Point annotation records
"""
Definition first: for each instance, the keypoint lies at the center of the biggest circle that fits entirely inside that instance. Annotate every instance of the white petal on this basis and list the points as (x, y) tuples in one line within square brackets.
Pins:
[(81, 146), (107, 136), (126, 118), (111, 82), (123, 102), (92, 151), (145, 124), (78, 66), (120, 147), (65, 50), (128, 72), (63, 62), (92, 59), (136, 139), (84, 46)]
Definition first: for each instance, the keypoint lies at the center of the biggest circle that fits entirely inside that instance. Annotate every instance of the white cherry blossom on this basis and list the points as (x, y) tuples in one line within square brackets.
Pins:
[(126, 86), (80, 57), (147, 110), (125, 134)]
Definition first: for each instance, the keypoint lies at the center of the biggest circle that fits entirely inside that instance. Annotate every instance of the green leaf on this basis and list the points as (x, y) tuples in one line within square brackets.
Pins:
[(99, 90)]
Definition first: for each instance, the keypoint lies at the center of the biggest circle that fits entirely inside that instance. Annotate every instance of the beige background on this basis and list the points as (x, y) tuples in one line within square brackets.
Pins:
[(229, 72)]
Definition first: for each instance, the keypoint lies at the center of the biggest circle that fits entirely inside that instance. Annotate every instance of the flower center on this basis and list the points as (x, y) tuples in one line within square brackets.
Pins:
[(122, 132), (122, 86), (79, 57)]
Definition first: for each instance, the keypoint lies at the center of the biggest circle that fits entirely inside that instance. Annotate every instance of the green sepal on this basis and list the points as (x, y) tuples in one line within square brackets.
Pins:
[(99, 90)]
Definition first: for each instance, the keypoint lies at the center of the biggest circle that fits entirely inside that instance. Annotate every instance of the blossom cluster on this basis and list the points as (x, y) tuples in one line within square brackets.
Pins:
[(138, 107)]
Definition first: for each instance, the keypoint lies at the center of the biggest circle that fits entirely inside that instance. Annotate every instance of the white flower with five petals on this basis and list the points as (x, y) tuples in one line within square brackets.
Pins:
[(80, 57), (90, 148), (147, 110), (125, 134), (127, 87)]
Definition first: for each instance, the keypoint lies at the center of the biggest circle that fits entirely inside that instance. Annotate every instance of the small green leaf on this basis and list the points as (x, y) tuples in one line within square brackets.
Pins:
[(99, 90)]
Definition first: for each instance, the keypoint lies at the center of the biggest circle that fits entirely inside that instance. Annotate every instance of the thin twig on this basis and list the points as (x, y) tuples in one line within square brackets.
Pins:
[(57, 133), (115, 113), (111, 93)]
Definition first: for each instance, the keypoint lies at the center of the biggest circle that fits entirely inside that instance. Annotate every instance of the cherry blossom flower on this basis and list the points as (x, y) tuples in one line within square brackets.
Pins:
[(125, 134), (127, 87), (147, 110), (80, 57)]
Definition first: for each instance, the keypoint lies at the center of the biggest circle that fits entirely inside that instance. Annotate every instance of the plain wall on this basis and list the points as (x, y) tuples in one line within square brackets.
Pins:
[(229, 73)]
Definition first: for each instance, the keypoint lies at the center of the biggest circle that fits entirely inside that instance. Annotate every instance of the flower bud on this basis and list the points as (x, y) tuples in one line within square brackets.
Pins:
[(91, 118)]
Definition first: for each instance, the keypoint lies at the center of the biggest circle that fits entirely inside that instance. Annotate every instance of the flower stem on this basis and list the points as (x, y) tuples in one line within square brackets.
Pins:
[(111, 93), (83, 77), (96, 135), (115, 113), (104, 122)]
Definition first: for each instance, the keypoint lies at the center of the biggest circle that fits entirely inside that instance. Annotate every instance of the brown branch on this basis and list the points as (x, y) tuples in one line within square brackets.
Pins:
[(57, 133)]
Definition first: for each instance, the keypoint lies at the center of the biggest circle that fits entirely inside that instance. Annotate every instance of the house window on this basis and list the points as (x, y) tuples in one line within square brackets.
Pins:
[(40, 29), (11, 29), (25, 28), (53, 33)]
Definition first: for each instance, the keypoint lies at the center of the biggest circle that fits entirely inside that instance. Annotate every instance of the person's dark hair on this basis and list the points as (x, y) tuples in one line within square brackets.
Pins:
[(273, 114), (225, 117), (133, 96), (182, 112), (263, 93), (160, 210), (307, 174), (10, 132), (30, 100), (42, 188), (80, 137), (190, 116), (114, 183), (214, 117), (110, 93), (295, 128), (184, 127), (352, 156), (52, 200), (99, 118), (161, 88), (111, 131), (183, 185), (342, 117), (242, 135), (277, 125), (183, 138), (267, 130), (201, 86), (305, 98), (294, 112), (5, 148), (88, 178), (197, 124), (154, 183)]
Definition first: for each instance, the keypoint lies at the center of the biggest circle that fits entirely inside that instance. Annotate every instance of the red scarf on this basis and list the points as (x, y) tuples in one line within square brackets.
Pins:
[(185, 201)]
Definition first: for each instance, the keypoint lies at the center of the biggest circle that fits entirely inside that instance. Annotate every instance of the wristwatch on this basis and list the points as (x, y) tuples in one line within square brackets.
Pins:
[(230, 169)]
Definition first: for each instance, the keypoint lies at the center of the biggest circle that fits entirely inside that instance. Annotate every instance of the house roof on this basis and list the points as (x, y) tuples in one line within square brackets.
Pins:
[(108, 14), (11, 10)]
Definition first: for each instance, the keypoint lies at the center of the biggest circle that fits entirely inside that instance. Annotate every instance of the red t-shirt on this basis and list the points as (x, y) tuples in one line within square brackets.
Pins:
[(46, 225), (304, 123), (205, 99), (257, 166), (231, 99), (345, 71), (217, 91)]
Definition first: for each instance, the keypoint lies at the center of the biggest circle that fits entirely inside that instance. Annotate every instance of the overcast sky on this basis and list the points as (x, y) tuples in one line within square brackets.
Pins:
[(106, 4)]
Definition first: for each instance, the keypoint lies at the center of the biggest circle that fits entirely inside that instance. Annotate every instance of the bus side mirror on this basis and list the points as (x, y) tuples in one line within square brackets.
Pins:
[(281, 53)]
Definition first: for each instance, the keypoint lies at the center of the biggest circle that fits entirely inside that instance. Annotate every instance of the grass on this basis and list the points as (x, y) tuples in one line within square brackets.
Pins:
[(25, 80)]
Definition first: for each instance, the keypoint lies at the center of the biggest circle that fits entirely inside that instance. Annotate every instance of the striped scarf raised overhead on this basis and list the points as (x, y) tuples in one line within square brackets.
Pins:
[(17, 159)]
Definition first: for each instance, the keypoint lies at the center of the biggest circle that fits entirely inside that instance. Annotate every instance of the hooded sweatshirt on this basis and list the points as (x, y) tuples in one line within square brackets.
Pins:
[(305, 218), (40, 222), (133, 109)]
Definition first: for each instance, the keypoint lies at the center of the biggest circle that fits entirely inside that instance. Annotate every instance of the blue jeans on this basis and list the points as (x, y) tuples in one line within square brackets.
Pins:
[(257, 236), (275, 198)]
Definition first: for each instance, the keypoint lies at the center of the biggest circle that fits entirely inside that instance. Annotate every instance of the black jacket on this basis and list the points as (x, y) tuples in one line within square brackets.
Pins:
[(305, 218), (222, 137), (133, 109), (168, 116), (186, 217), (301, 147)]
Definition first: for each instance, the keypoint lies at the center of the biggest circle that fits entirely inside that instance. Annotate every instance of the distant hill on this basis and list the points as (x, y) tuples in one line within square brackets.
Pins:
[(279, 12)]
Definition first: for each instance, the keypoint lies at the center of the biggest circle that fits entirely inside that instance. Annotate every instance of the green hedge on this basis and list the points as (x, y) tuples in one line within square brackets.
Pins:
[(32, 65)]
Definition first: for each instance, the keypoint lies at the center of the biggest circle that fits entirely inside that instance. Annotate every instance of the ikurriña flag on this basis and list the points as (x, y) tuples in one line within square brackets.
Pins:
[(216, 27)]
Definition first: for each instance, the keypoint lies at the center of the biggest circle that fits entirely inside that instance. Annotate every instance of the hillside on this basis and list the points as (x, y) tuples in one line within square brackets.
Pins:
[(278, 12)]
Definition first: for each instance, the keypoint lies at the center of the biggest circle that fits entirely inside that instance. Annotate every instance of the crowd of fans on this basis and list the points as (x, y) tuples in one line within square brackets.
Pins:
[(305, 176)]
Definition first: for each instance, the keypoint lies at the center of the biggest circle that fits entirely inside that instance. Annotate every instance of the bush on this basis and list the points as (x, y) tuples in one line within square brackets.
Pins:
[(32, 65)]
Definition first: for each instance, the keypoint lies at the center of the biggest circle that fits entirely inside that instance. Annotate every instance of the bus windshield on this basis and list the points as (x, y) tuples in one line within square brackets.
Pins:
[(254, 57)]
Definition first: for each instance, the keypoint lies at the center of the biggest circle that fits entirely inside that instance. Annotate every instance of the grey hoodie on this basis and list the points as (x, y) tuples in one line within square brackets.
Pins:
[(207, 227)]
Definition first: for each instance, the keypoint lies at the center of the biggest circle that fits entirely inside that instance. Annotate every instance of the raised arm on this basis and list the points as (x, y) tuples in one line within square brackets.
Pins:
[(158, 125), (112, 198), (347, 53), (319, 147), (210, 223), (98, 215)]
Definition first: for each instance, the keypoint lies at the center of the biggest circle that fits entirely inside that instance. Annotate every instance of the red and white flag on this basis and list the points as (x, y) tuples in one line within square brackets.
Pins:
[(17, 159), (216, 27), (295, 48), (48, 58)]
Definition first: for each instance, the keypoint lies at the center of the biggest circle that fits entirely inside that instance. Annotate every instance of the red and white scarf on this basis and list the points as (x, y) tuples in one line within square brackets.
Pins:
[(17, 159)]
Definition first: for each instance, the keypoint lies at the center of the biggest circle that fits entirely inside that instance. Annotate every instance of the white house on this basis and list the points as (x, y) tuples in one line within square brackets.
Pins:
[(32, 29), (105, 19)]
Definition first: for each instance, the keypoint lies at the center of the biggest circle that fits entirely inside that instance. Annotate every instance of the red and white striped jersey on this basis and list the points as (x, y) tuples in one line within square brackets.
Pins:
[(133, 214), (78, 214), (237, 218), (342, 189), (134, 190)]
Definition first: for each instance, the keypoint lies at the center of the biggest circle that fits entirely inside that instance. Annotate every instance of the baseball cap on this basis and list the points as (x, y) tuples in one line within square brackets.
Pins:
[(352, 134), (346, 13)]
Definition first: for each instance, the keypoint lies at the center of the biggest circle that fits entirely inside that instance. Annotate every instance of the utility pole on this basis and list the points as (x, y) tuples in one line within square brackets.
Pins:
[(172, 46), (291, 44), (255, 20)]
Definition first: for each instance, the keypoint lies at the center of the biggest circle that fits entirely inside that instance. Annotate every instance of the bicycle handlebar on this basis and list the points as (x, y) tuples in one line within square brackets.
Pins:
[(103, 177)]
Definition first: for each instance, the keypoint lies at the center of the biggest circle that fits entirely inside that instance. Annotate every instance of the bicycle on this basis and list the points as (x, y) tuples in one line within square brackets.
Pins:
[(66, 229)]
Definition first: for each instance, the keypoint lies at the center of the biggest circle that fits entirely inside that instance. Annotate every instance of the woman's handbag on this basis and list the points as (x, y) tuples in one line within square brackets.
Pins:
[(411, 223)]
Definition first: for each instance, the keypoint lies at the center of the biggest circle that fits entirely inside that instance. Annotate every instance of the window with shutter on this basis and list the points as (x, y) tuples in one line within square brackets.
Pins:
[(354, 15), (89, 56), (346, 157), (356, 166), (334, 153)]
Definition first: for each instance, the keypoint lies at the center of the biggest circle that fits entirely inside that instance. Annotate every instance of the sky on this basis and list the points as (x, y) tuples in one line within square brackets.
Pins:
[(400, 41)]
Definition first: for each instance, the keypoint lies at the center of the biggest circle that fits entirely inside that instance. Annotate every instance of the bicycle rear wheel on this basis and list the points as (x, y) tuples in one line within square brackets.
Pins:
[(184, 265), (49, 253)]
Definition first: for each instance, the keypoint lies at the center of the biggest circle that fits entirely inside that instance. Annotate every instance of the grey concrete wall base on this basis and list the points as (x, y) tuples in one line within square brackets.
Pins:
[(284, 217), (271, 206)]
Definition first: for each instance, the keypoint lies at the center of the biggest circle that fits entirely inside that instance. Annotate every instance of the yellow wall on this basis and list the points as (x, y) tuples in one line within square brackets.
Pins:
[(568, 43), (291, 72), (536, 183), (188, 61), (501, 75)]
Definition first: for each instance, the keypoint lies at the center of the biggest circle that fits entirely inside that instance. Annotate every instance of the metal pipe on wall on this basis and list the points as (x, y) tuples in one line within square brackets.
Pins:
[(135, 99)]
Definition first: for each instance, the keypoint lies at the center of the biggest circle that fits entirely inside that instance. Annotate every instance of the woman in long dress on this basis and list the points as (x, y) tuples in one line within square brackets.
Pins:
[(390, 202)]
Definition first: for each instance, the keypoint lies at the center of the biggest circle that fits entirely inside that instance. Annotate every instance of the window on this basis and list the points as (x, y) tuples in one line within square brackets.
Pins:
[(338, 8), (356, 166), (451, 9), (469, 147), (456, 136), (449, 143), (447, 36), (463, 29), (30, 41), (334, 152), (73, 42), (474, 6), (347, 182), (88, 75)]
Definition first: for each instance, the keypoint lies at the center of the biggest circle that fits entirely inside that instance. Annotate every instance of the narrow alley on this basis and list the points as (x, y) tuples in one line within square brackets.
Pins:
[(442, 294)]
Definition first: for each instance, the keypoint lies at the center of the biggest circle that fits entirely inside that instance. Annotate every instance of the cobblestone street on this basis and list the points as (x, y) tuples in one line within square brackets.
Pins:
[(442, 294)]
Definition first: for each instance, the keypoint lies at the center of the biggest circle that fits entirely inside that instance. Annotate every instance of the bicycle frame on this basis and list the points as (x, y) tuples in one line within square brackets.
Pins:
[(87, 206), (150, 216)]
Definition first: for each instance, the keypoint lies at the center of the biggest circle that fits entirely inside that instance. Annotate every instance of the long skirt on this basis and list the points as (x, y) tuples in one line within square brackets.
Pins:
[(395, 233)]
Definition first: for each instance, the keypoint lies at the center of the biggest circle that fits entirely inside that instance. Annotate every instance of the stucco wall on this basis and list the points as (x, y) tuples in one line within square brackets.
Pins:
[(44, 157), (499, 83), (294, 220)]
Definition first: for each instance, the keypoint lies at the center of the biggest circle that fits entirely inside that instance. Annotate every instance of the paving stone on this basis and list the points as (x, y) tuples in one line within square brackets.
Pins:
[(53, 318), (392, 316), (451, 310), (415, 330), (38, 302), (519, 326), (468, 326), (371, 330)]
"""
» **Requirement**: Reproduce the data word for word, starting at the line that contains "the grey hoodie" and stopping after the line that contains "[(352, 134), (346, 13)]".

» **Problem solution**:
Definition first: for each instance, the keypoint lies at the center of the biggest circle that fits entirely inside that instance. Annotate every instance of the grey hoodie on this basis and list the points as (x, y) tuples in one line within square brackets.
Pins:
[(207, 227)]
Definition first: for each instance, the keypoint lies at the center of the biggest circle that fits entirely inside that instance. Annotate every instance of the raised arm on this basis and list the points as (x, y) tuples in one line within square brackets.
Pins:
[(158, 125), (112, 198), (347, 53), (319, 147), (210, 223), (98, 215)]
Definition first: for each instance, the keypoint lies at the center of the biggest circle that fits entirely inside that instance. Annotate every instance of the red and white flag on this basis and list the points as (x, y) tuples in one line within square brackets.
Pins:
[(17, 159), (216, 27), (295, 48), (48, 58)]
Definition first: for each instance, the keypoint lies at the center of the biggest circle that fits entirely inside that instance. Annotate every instance of the red and white scarf on this basis and list the points as (x, y) tuples in one line within square brackets.
Pins:
[(17, 159)]
Definition first: for each instance, the keypoint lies at the center of the biggest circle that fits entirely inside that instance. Annotate every instance of the white house on this basis and list the points as (x, y) tuples in one line within square brackets.
Pins:
[(32, 29), (105, 19)]
Definition first: for each instance, the keypoint lies at the center of the biggest circle that fits entirely inside that instance. Annotate every instance of the red and white striped jersey on this basis and list the points as (x, y) tuples in one line within square brackets.
Pins:
[(133, 214), (78, 214), (237, 218), (342, 189), (134, 190)]
Definition first: for each instance, the keypoint lies at the center of the biggest circle that fits entirely inside that instance. Annotate every instance of the baseball cap on this basis and list the points as (x, y) tuples in one line within square brackets.
Pins:
[(352, 134), (346, 13)]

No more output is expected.